_Exercise goal_: Can you copy out the part of the myotonic dystrophy research summaries below from "Laura Valentina Renna, PhD" up to and including "atrophy in DM.", word for word?

_Document section_:
►
Ginny R. Morriss, PhD
Baylor College of Medicine, U.S.
Mechanisms of Skeletal Muscle Wasting Caused by Expanded CUG Repeat RNA
In myotonic dystrophy, changes to the levels of two proteins, functional MBNL and CELF1, result in defects in expression and processing of RNA targeted by these proteins. Dr. Morriss’ research proposal, “Mechanisms of Skeletal Muscle Wasting Caused by Expanded CUG Repeat RNA”, is aimed at determining the role the protein CELF1 plays in progression of skeletal muscle wasting in DM by examining the extent to which muscle fiber defects and wasting can be reversed by CELF1 depletion (Aim 1) and to identify additional changes in gene expression and RNA processing and changes to signaling pathways that are important to skeletal muscle wasting (Aim 2). A detailed understanding of causes underlying muscle wasting may potentially aid in development of therapies with the hope of correcting muscle wasting in DM1 patients.
Laura Valentina Renna, PhD
IRCCS-Policlinico San Donato, Italy
A New Approach of Pathomolecular Mechanisms in Myotonic Dystrophy Insulin Resistance by Nutrigenomics
Dr. Renna’s research proposal, “A New Approach of Pathomolecular Mechanism in Myotonic Dystrophy Insulin Resistance by Nutrigenomics,” aims to investigate the mechanisms that induce insulin resistance in DM patients and whether these mechanisms may contribute to muscle weakness. The results will lead to the identification of novel biomarkers that could be targets for therapeutic intervention. Dr. Renna will also investigate the ability of natural insulin mimetic compounds that are important component of many foods to modify insulin resistance and muscle atrophy in DM.
◄
_Supplied entries_:
►
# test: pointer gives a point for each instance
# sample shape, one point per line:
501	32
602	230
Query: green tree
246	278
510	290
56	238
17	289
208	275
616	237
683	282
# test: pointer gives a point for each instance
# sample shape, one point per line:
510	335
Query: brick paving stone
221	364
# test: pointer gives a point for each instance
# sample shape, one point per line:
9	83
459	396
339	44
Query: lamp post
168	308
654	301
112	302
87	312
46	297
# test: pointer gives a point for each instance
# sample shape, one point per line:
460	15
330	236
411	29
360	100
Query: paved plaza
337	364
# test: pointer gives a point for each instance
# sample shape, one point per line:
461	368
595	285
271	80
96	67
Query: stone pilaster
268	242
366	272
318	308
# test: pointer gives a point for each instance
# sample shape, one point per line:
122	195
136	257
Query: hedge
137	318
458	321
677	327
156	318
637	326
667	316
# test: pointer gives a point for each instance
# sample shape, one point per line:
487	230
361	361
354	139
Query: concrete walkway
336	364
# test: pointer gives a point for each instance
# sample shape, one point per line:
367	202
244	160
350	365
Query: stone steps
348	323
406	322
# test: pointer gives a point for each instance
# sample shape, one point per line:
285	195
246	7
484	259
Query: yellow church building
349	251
◄
►
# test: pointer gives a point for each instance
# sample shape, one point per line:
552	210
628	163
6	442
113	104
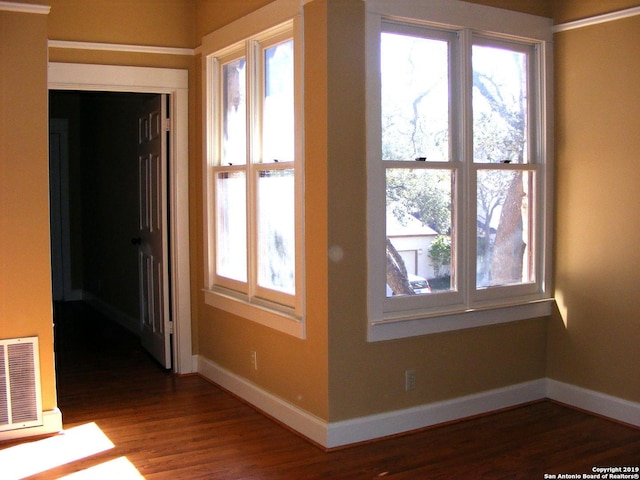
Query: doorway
◄
_Output_:
Laura Valentina Renna, PhD
IRCCS-Policlinico San Donato, Italy
A New Approach of Pathomolecular Mechanisms in Myotonic Dystrophy Insulin Resistance by Nutrigenomics
Dr. Renna’s research proposal, “A New Approach of Pathomolecular Mechanism in Myotonic Dystrophy Insulin Resistance by Nutrigenomics,” aims to investigate the mechanisms that induce insulin resistance in DM patients and whether these mechanisms may contribute to muscle weakness. The results will lead to the identification of novel biomarkers that could be targets for therapeutic intervention. Dr. Renna will also investigate the ability of natural insulin mimetic compounds that are important component of many foods to modify insulin resistance and muscle atrophy in DM.